## Document extract
I stopped to breathe several times, and managed, each time, to remember to bring the heat gun down without pointing it at anything that would get hurt by the blast from the nozzle. Slowly, carefully, I got the broken window out WITHOUT breaking any of the adjacent panes. See? I can learn!

I set the new pane into place, and, though still nervous, managed to place the glazing points without damaging the new glass. (Glazing points are little metal doohickeys that hold the glass in place until the glazing sets. As I learned while working at the castle, getting them set is a prime place in the world of window repair where glass gets broken and you get to get extra practice finding the proper angle of entry for the buggers.)  *Whew*

Nerves now at ease, it didn't take long at all to get the glazing in place, the window washed, and the storm reassembled.

See? There was nothing to be afraid of. Or, there was, and there's no harm in taking some precautions to lower risk.

## Problems to work on
(A) For each statement about the window repair account, answer yes or no to say whether it agrees with the text, and quote the words that decide it. (i) The broken window came out without any of the adjacent panes breaking. (ii) Glazing points hold the glass in place until the glazing sets. (iii) Getting the glazing in place took a long time.
(B) From the window repair account, extract the part that opens with the words containing "I set the new" and closes with "to lower risk.".

## Data section

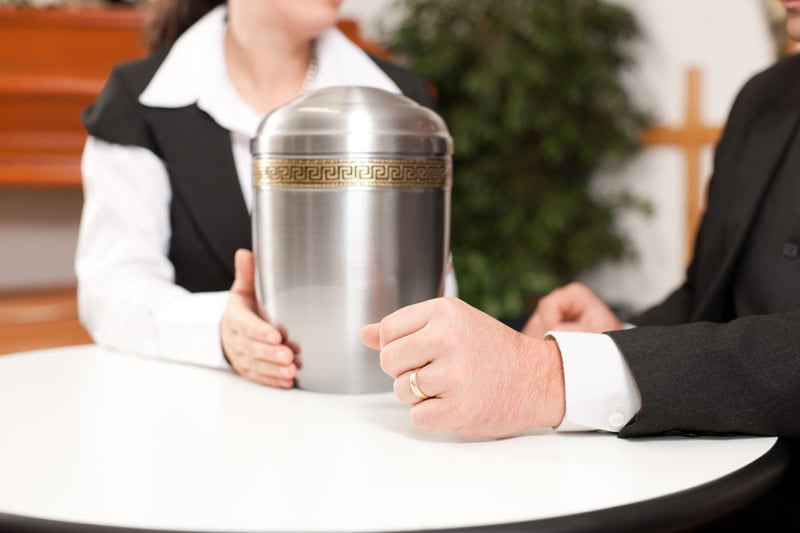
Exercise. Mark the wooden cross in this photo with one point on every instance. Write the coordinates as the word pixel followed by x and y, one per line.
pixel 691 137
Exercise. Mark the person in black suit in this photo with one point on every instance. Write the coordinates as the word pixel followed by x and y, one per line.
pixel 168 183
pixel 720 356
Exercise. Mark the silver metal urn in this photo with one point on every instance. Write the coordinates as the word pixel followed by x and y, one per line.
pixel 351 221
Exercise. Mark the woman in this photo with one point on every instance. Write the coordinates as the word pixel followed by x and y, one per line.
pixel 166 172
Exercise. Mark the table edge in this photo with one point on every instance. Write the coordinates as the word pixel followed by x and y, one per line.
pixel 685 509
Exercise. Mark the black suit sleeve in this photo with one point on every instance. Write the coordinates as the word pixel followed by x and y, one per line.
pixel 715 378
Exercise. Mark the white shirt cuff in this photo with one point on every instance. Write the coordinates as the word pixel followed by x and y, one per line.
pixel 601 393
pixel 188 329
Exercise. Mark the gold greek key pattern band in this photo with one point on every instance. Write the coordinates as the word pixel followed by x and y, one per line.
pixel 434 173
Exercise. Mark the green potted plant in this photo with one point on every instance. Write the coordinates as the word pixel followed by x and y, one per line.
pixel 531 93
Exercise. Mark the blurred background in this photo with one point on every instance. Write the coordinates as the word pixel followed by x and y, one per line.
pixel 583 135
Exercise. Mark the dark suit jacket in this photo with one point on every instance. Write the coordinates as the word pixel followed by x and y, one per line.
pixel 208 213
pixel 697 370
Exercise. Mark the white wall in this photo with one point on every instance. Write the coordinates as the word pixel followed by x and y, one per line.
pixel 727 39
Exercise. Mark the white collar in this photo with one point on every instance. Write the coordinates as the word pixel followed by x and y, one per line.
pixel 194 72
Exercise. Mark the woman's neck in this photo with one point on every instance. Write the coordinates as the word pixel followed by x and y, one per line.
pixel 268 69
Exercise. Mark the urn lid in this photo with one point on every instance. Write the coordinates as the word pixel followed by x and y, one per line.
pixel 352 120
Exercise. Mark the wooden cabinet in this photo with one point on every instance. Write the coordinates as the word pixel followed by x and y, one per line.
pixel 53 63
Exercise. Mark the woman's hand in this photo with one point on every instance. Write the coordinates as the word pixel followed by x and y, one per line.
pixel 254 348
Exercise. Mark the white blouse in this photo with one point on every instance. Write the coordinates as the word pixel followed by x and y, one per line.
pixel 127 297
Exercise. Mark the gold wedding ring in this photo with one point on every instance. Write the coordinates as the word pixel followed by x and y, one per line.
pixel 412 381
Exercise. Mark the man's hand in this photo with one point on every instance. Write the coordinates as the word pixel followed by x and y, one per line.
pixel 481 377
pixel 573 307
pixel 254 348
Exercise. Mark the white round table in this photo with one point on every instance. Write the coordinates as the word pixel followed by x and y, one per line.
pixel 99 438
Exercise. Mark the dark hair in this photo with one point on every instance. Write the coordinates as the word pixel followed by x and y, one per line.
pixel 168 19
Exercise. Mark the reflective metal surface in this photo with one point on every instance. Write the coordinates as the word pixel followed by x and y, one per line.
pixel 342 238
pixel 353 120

==

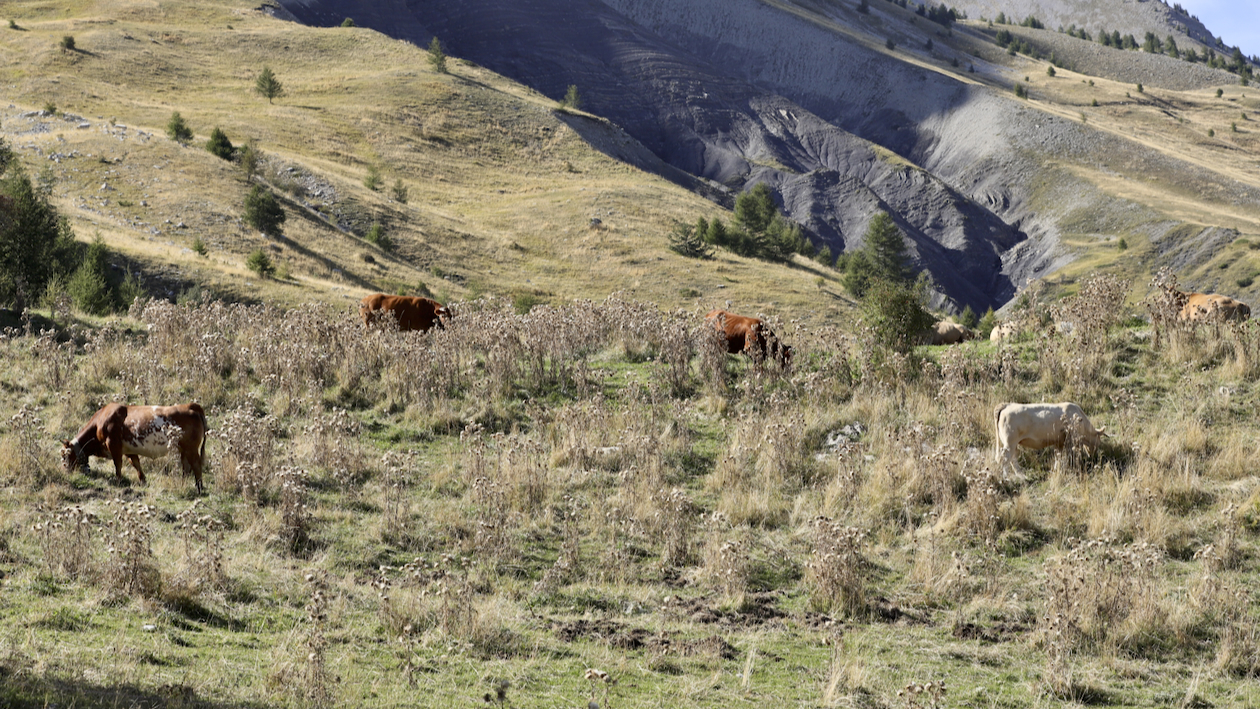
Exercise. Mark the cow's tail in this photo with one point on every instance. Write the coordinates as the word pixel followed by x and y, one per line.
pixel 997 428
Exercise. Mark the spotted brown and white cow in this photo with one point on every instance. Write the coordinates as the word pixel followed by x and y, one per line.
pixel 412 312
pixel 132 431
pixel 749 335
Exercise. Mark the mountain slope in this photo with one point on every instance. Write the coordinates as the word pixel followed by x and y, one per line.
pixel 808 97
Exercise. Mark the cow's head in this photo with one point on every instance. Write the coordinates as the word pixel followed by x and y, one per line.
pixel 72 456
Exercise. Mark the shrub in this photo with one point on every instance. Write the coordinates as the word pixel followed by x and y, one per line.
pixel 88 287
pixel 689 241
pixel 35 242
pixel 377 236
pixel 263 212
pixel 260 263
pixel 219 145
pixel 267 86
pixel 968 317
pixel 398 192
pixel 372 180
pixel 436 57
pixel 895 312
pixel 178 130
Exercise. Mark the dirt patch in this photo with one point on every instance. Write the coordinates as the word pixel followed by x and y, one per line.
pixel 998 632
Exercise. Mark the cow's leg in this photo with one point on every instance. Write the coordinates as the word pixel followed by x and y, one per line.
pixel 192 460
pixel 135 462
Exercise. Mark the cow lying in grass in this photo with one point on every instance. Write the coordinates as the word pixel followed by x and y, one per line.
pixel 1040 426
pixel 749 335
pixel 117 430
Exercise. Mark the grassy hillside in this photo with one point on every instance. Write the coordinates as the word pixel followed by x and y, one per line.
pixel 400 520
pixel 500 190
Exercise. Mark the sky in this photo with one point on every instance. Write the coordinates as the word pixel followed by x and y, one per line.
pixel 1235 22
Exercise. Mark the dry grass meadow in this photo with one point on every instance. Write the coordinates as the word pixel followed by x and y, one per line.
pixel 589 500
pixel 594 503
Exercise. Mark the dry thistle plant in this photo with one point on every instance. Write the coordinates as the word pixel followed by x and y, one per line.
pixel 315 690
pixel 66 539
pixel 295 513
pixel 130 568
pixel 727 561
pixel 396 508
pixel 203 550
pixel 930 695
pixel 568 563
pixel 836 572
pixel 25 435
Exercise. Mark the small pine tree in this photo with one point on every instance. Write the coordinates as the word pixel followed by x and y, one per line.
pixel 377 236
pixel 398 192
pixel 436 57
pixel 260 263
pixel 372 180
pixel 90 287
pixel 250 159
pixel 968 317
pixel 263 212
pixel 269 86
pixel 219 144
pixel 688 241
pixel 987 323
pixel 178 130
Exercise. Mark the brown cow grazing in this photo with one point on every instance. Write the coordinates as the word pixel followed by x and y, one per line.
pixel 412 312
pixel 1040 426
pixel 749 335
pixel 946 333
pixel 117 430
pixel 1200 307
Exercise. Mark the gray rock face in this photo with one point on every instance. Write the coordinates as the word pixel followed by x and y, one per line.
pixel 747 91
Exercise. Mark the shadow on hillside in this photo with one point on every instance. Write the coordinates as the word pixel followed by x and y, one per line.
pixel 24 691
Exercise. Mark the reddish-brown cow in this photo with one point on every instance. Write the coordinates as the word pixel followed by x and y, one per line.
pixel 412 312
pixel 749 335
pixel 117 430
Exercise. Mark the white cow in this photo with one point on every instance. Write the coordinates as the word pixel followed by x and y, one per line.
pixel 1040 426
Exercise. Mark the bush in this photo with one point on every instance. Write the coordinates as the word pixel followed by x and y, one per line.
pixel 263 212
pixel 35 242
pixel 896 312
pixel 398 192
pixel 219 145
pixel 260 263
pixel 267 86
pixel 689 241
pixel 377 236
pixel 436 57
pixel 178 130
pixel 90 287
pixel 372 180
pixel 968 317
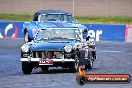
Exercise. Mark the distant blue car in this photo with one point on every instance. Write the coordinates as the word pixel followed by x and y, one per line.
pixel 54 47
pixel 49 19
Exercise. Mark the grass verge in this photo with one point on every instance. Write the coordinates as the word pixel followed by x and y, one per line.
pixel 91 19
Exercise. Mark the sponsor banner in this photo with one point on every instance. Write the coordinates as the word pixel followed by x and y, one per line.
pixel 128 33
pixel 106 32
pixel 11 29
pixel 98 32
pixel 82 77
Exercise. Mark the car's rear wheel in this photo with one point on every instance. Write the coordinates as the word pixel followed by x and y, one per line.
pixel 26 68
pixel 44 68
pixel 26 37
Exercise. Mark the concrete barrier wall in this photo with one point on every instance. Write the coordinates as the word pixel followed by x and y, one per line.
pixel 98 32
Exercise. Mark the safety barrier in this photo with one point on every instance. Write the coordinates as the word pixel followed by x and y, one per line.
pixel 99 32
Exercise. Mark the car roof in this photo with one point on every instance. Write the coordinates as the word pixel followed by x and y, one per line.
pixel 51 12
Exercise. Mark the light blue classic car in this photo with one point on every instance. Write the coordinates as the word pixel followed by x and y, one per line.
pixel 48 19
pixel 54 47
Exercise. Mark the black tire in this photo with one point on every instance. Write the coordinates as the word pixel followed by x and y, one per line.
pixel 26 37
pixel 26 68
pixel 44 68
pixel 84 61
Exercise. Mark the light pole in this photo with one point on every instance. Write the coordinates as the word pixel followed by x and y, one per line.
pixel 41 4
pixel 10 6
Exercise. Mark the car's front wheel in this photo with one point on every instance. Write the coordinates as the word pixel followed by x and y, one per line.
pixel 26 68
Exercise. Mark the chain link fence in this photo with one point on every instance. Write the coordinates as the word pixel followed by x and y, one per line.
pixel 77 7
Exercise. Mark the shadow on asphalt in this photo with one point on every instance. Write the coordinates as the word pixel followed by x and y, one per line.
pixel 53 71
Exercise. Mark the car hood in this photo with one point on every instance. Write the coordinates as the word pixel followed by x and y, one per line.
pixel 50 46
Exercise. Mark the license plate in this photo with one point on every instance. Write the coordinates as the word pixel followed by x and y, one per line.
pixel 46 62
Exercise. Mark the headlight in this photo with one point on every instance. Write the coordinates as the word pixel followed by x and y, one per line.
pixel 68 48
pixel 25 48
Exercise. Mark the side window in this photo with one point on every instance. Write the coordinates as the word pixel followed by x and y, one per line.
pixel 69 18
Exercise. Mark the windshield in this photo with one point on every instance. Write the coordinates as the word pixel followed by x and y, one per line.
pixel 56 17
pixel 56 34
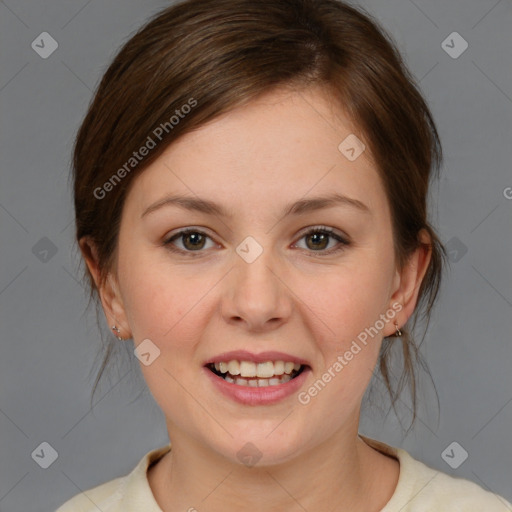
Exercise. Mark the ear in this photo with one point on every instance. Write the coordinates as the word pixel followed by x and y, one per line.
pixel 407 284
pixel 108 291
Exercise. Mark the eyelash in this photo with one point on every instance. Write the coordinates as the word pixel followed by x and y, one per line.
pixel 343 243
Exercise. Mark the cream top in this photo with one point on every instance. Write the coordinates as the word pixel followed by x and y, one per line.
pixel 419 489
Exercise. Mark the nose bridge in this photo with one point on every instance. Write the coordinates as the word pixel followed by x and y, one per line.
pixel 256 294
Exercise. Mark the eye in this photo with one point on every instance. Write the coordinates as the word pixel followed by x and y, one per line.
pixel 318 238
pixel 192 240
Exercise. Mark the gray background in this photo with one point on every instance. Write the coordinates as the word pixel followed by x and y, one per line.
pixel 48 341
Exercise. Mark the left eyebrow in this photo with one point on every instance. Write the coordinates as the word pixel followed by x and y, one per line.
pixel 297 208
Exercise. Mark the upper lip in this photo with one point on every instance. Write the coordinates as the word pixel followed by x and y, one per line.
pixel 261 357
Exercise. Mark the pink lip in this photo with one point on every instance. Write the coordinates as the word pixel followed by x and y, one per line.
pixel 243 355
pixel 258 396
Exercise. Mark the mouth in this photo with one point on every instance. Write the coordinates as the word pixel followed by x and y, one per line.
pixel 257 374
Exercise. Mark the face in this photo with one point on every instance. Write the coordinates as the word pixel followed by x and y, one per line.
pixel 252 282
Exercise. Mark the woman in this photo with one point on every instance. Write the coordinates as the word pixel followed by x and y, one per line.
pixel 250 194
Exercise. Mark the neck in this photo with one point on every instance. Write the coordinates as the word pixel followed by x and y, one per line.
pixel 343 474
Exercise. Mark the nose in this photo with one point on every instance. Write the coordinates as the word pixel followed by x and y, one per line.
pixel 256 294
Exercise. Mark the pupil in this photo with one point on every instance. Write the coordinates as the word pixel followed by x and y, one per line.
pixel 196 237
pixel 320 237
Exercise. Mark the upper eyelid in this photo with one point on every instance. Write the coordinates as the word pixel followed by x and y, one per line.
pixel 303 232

## Written responses
(A)
(i) Yes: "I got the broken window out WITHOUT breaking any of the adjacent panes."
(ii) Yes: "Glazing points are little metal doohickeys that hold the glass in place until the glazing sets."
(iii) No: "it didn't take long at all to get the glazing in place"

(B)
I set the new pane into place, and, though still nervous, managed to place the glazing points without damaging the new glass. (Glazing points are little metal doohickeys that hold the glass in place until the glazing sets. As I learned while working at the castle, getting them set is a prime place in the world of window repair where glass gets broken and you get to get extra practice finding the proper angle of entry for the buggers.)  *Whew*

Nerves now at ease, it didn't take long at all to get the glazing in place, the window washed, and the storm reassembled.

See? There was nothing to be afraid of. Or, there was, and there's no harm in taking some precautions to lower risk.